Written exercise.
Copy the data that follows, character for character, minus the pictures.

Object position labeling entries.
..............................

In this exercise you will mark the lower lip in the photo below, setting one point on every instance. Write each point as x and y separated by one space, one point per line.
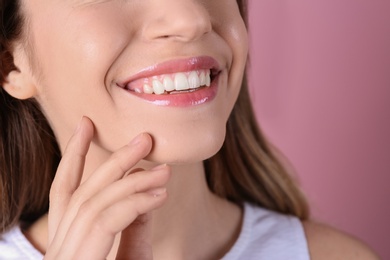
185 99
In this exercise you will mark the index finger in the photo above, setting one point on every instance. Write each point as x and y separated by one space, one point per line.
69 173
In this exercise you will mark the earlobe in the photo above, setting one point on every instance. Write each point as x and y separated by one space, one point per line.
18 85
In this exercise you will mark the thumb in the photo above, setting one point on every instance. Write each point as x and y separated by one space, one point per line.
136 240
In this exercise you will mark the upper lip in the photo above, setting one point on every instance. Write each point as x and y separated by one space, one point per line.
175 66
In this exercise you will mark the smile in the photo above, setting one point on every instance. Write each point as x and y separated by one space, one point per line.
172 83
182 83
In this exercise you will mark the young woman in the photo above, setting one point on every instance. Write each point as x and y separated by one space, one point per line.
166 161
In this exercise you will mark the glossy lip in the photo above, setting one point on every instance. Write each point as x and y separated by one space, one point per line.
183 99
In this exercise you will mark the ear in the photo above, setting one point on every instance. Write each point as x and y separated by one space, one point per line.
19 83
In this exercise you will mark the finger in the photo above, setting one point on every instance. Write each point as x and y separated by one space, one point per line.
69 173
110 171
115 167
152 181
91 236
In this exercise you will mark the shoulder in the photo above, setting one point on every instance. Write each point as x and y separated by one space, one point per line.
328 243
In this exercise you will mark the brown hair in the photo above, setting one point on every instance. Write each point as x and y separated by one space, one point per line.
245 169
29 154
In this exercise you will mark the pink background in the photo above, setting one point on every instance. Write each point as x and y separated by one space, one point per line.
320 78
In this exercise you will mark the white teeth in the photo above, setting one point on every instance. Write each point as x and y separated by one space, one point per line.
168 84
158 87
181 82
148 89
193 80
202 78
208 79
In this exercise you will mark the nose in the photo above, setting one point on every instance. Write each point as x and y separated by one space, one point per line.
178 20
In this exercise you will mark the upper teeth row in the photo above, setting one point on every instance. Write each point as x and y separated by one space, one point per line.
178 81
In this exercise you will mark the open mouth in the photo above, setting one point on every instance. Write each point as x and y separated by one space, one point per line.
175 83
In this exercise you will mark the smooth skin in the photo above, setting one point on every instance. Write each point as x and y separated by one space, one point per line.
110 196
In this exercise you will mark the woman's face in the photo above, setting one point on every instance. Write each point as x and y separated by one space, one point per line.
109 60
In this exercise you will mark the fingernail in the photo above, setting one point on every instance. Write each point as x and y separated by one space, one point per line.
159 167
79 125
157 192
136 140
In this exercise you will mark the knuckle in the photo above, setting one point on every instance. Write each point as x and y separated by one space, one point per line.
86 209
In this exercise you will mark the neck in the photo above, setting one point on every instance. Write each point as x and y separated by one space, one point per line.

..............................

Answer to this exercise.
In this exercise you will mark the lower lip in the photo below, setting one point on every instance. Write each point as x and y separated by one space, one point per line.
185 99
In this exercise you will mark the index finger in the photo above, setting one point on every instance. Write each point as x and y separated by one space, one point per line.
69 173
In this exercise you will mark the earlobe in the photo above, setting one point on every instance. Write each point as x and y separated by one space, one point per line.
18 85
In this exercise you will mark the thumb in the photo above, setting one point on every instance. Write each point as x and y separated by one space, one point per line.
136 240
In this exercise you will mark the upper lip in the photo above, setting one point on every instance. Write each point as x and y separated by one space, one point per line.
175 66
In this exercise you will mark the smile in the photo above, setting one point on every instance. Write each point as x and y separated by one space, one point per line.
172 83
182 83
In this exercise you will mark the young woman in the photo above, setting one point on every instance. Write each point as x and y separated by one space, one point per line.
166 161
In this exercise you will mark the glossy lip in the photo above, setting one point on every instance. Write each point as x and y separated by one space, one point per line.
183 99
In this exercise you will mark the ear in the photo above, setting one point on every instance. Write each point as x and y separated by one space, one point per line.
19 83
In this exercise you will mark the finger in the photo above, setting one point on every instance. Write each point as x and y separated by one space, one point per line.
69 173
110 171
115 167
152 181
91 236
In this exercise you will mark the shoulder in the photo above, setting one point on every instance. Write each point as x and y separated by one space, one point per line.
328 243
In this exercise you will mark the brown hair in the photo above, setting one point on every instance. Write each point as x and y separated by one space, one point per line.
245 169
29 154
In this exercise you will mark the pink background in the photo above, setting one point on every instance. Write each point as x and y separated by one space, one point per line.
320 78
In this exercise you will mark the white teeth in the photo above, setting one point on every instance. Write each point as x and y separated by one space, one point per line.
168 84
158 87
181 82
148 89
193 80
202 78
208 79
In this exercise you will mark the nose in the photo above, setting one point on every instance. Write each point as x and y separated by one space, one point per line.
178 20
In this exercise you will mark the upper teeth row in the photo above, setting one point on every instance. Write each point as x and y separated by one space, one point per line.
178 81
In this exercise you will mark the open mouth in the photo above, setting one point on every instance. Write each point as x and y separated by one space, one point per line.
175 83
In this exercise you will mark the smooth skin in the photo above, setting one point on every instance. Write each point as x and y separated by one space, one point per line.
110 196
In this exercise you will mark the woman's face in the photo above, setting one point on every instance. Write each point as x and y separated by one space, one point per line.
109 60
In this exercise you will mark the fingernail in the photo above, setting one point on every instance. Write each point as x and y separated by one space, one point per line.
159 167
79 125
157 192
136 140
In this exercise you will mark the knuckle in the photo above, setting one point on every instance. Write each point as x and y separated by one space, one point per line.
86 209
In this exercise you will mark the neck in the photo above, setting one point on every instance. Write each point as x and y separated by one space, one point per line.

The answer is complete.